▶ [YOUR TASK]: Extend the blog post below about the last week before leaving the Ranch, picking up right after its final sentence.

▶ [SUPPLIED PASSAGE]:

· · · · · · ·

This last week, I haven’t had to work at school. I’ve been busy packing up and saying my goodbyes. I visited other classrooms, trained the third grade teacher in using base ten blocks for multiplication and division, did craneosacral sessions with Momo, gave a sponsorship talk to the visiting medical brigade, delivered letters to my godsons, left stuffed hippos in the care of my daughters Gabi and Natalia, divvied up my things I’m not taking home amongst my girls, and spent time with my special people. My hogar did a despedida for me on Wednesday, where they fried about a million tacos. On Thursday, the Montessori team took me to Siria for a lovely lunch of fried fish.

Friday, the four of us who are leaving spent the day dealing with the residency debacle. Max and Sona went to cancel theirs on Monday, where they were told they needed further documentation (which has never been required before). Since our residency was granted based on our affiliation with the Catholic church, we had to get special letters from the Archdiocese (which required special letters from NPH to the Archdiocese). It went a little like this:
Ranch transport to Cerro Grande
Colectivo from Cerro Grande to the center 12 lempiras
Colectivo from Parque Central to Hospital San Felipe 12 lempiras
Walk to Archdiocese (God bless the Hermana for awesome directions)
Get letters
Taxi to immigration 70 lempiras (between three people)
Realize that immigration has moved
Taxi to new immigration building 90 lempiras (between three people)
Wait in line forever in the most inefficient place on Planet Earth
Finally get residency cancelled
Colectivo to the center 12 lempiras
Colectivo to Cerro Grande 12 lempiras
Public bus back to the Ranch 20 lempiras

Friday night, we had what would normally be a Saturday night activity because the visitors for the medical brigade were leaving. I had to judge one last time, and then we all had a big party where I danced the night away with my godson. I ended up talking to one of the visitors, Karen, who mentioned really wanting to help aspiring athletes from the Ranch. I gave her my e-mail so we could keep in touch, her being from Seattle and all. She mentioned that her last name was Moyer, and I might have heard of her foundation: the Moyer Foundation. As in JAMIE MOYER. As in her husband. As in one of my favorite baseball players from the golden age of Mariners baseball on whom I had a major crush in high school (second only to my beloved Joey Cora). I was beside myself with glee not only for a little glimpse of fame but also because now this really great organization could be involved in my personal favorite really great organization.

· · · · · · ·

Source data
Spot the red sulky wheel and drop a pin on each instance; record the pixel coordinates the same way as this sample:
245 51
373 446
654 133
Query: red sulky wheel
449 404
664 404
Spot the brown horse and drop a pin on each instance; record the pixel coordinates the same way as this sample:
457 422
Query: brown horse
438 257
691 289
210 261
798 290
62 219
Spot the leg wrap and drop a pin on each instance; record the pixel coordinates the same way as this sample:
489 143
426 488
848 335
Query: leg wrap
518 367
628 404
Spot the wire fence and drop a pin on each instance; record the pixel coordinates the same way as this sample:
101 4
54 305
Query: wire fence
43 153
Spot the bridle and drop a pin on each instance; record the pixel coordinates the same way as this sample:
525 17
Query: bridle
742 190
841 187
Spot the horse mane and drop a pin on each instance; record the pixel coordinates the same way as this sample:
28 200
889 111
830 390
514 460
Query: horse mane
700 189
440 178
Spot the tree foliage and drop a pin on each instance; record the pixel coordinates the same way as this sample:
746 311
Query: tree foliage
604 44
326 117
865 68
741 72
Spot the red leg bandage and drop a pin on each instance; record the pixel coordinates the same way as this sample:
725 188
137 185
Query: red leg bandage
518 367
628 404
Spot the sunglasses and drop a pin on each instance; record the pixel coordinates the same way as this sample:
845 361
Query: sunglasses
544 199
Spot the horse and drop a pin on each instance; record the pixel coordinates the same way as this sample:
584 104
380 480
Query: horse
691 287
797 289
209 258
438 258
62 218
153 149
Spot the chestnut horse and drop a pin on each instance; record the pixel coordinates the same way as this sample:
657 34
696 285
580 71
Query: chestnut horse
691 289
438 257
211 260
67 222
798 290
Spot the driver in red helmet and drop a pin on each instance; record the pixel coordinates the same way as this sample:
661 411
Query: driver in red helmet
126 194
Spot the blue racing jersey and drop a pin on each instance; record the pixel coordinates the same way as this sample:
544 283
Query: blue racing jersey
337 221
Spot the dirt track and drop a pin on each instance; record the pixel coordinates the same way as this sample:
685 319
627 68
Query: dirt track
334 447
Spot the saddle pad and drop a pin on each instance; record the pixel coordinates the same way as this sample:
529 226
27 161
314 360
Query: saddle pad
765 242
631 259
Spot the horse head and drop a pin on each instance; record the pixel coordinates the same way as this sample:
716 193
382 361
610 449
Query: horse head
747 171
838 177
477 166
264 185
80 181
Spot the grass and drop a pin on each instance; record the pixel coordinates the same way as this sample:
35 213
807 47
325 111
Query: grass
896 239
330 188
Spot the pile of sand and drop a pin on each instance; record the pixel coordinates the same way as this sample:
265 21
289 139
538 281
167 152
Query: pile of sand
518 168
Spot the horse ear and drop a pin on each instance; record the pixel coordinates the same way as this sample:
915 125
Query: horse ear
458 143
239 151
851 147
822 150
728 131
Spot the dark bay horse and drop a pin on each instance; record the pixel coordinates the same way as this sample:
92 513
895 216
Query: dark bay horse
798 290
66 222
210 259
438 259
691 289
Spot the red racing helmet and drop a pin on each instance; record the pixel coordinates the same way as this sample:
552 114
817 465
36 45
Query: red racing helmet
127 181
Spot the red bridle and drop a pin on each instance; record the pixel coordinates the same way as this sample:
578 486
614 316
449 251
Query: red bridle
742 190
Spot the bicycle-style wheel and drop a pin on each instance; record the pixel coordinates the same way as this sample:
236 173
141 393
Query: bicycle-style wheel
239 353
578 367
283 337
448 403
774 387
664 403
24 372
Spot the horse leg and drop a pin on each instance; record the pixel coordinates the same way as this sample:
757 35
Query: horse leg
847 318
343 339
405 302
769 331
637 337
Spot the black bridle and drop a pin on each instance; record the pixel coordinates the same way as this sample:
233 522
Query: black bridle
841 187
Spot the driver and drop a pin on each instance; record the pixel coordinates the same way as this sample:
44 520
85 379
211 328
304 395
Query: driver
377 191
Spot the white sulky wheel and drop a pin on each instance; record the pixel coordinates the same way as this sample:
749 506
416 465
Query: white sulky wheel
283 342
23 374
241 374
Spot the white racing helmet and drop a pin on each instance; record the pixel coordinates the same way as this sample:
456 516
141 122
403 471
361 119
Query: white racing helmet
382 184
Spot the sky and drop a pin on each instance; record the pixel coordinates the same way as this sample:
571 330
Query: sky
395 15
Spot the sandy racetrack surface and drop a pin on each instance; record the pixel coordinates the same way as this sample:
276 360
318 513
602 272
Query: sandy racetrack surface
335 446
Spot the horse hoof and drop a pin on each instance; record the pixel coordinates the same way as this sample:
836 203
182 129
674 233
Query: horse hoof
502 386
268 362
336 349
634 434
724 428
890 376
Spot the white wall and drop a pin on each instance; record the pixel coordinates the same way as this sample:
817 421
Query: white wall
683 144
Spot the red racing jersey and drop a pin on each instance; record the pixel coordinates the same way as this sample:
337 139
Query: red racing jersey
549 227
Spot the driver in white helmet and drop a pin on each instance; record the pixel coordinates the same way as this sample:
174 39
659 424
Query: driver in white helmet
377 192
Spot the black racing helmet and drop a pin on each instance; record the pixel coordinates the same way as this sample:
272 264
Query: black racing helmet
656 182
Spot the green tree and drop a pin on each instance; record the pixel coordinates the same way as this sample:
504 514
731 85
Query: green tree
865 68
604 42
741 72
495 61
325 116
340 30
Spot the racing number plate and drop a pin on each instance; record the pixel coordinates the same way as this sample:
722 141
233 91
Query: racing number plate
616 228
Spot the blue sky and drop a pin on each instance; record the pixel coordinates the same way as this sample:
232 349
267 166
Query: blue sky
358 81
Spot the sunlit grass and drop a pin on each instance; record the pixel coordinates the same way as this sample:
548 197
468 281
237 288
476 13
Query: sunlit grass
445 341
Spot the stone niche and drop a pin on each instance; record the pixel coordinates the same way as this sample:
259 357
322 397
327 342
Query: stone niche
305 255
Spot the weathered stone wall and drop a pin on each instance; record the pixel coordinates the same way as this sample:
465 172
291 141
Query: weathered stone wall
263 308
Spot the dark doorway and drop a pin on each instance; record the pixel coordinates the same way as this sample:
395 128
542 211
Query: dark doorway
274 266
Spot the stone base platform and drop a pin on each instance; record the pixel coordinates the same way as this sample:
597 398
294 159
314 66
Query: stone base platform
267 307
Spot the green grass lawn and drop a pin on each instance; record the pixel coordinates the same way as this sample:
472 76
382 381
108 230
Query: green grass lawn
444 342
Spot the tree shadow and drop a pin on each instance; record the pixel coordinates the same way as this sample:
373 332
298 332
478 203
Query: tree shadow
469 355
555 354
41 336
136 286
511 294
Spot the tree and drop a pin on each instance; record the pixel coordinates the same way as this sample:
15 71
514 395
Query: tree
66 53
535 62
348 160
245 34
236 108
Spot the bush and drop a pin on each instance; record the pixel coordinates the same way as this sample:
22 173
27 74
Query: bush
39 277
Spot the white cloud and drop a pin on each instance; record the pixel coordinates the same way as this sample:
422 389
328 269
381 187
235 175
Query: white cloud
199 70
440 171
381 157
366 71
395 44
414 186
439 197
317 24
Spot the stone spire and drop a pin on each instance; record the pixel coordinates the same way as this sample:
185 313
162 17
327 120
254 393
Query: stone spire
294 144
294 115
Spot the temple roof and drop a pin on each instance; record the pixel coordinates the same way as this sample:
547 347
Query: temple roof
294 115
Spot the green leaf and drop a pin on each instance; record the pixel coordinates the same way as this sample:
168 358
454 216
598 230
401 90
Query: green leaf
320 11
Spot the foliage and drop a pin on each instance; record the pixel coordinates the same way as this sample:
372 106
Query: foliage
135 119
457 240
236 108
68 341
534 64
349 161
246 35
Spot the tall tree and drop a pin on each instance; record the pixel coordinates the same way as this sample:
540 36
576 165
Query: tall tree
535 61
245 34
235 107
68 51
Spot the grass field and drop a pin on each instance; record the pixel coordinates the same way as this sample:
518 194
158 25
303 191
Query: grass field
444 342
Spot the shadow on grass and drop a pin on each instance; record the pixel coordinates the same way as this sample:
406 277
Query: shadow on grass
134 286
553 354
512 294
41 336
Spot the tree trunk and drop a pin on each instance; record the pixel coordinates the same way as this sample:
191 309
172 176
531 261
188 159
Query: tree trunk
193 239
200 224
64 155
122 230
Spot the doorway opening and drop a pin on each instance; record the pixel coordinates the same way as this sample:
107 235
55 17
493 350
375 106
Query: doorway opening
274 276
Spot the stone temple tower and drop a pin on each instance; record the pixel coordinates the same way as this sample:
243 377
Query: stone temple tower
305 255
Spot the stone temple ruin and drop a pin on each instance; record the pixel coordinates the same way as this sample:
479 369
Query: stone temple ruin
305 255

· · · · · · ·

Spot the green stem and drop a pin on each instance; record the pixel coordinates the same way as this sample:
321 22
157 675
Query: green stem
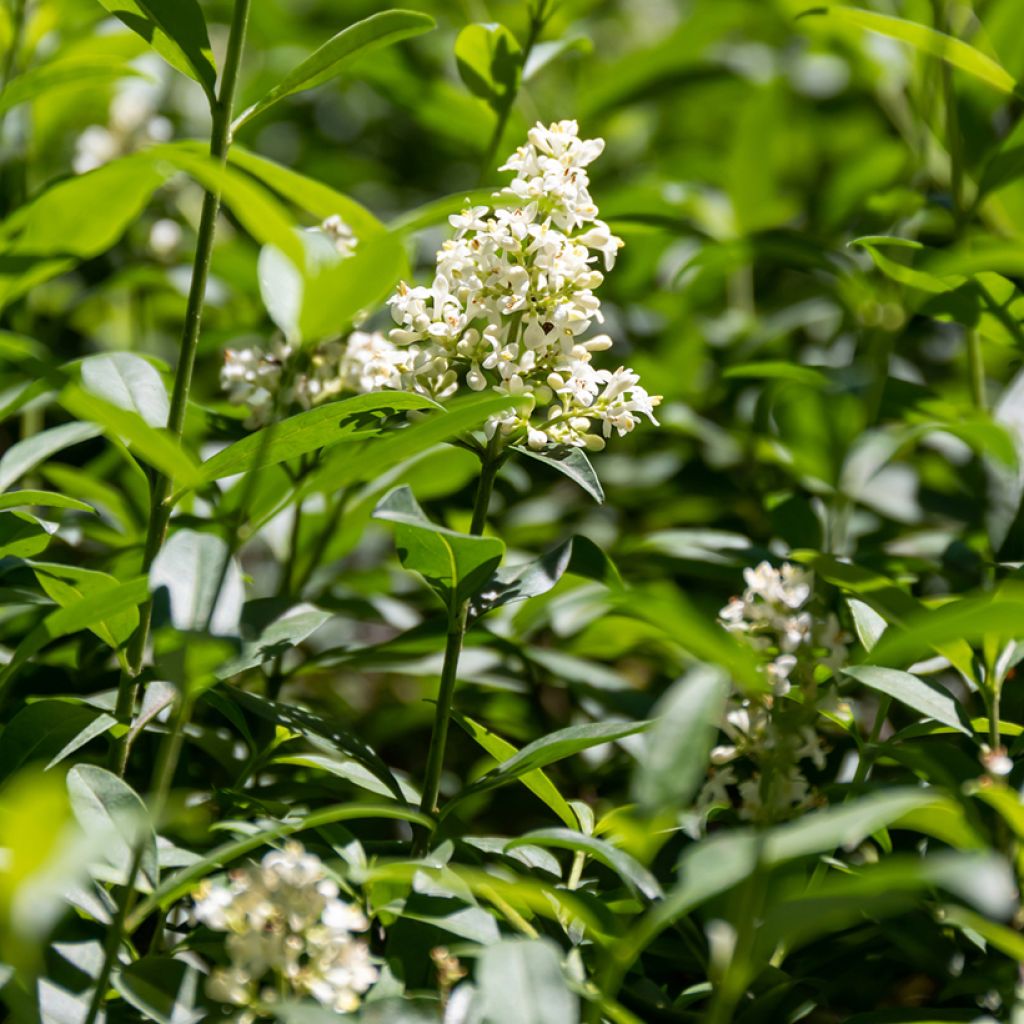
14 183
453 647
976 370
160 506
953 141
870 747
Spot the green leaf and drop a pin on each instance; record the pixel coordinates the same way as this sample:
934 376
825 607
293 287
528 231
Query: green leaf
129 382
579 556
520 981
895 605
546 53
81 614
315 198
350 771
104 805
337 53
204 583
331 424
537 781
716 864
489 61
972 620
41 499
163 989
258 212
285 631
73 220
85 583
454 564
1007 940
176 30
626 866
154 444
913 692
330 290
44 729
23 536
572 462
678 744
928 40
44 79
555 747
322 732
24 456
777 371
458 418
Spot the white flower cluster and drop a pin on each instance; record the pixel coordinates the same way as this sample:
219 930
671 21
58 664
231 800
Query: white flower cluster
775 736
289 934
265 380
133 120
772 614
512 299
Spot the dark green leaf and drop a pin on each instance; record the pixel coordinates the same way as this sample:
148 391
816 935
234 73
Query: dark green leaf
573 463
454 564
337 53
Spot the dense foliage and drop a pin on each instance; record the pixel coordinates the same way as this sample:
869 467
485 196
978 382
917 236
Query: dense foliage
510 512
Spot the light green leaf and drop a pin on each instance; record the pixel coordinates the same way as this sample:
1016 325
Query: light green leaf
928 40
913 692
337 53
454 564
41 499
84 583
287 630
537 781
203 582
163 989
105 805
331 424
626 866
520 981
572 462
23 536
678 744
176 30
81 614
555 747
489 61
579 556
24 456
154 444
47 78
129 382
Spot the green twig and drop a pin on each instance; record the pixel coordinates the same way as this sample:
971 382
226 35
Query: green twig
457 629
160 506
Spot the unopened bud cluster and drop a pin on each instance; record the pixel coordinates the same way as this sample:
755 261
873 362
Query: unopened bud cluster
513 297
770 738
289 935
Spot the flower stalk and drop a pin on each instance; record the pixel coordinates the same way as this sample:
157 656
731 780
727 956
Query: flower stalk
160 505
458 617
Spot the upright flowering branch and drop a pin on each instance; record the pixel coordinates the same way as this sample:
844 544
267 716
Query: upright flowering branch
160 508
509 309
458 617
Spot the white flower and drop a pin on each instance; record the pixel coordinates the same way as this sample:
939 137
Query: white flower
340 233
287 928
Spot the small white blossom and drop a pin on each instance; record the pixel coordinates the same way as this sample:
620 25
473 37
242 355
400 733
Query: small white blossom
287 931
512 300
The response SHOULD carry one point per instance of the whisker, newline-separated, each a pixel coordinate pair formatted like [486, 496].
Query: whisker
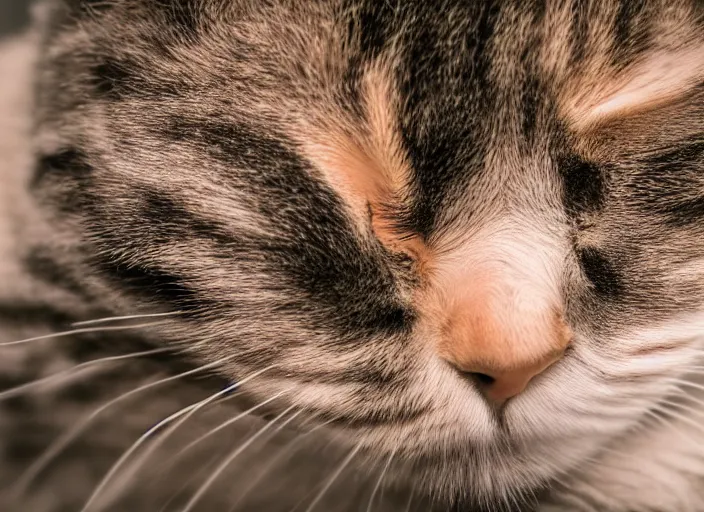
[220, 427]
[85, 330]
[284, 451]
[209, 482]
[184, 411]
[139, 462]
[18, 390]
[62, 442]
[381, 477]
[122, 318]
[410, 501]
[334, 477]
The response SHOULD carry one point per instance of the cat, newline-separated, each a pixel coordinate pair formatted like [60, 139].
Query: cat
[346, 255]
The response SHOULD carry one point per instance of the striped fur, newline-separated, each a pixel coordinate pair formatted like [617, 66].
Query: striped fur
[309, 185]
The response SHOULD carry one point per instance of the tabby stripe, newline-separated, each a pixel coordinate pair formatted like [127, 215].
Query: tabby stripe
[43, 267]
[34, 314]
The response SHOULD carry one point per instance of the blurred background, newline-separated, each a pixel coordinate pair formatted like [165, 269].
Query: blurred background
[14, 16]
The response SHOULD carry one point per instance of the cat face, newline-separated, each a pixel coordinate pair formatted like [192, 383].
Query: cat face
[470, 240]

· · · · · · ·

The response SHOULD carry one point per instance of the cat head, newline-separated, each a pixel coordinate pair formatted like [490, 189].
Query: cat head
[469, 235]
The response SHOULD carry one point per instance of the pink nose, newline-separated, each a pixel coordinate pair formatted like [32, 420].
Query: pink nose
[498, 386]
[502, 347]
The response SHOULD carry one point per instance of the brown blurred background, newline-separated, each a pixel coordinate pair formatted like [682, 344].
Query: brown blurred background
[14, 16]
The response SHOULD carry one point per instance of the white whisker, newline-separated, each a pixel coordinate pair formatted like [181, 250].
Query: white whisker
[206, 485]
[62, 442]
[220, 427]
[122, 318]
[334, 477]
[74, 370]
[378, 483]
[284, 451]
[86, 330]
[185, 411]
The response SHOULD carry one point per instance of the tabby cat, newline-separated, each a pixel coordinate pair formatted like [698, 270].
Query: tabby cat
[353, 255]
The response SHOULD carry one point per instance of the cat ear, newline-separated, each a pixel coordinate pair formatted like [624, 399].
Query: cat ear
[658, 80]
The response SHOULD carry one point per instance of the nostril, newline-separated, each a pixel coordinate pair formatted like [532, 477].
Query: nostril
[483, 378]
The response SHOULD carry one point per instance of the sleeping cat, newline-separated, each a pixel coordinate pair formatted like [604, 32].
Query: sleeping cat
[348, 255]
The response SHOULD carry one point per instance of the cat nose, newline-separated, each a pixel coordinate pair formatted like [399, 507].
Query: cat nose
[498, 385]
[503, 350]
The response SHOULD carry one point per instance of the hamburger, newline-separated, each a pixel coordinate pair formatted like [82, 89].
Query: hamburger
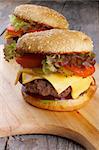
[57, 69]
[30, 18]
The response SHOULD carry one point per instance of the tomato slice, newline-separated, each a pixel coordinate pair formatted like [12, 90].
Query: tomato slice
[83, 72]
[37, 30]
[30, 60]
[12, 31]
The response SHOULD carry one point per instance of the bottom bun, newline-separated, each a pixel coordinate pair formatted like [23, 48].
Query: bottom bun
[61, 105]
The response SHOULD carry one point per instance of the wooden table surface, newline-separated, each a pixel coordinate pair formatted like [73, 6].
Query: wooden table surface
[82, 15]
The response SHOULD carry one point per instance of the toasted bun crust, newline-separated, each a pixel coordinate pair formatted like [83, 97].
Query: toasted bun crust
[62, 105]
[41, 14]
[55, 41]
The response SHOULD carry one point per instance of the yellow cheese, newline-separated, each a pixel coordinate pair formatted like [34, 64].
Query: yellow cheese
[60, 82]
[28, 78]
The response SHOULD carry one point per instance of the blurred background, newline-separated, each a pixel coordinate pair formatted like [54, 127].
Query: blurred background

· · · · · · ·

▶ [TASK ANSWER]:
I spent Saturday packing and cleaning my room. We had a tearful mass where all the outgoing volunteers were presented with a wooden plaque. Stefan said some nice words about each of us. For me, he said he’d noticed that I was someone who didn’t just work at the Ranch but really lived it, and I appreciated that. He also said he knew what a good job I’d done because now they had a big headache trying to figure out what to do now that I’m leaving. Not sure that’s true, but it was nice. Several of the girls came to see me off from the gate, including Margareth who came to cut a lock of my hair as a recuerdo. We headed off to Tegus, where we had dinner and a night of dancing. It was annoying getting that many people organized, but in the end I genuinely had a really good time.

I’m sitting here in the Granada for the last time, thinking how strange it will be not to see every day all the people who have made up my life here. And I’m asking myself how my life will ever be the same, but I think I already know the answer.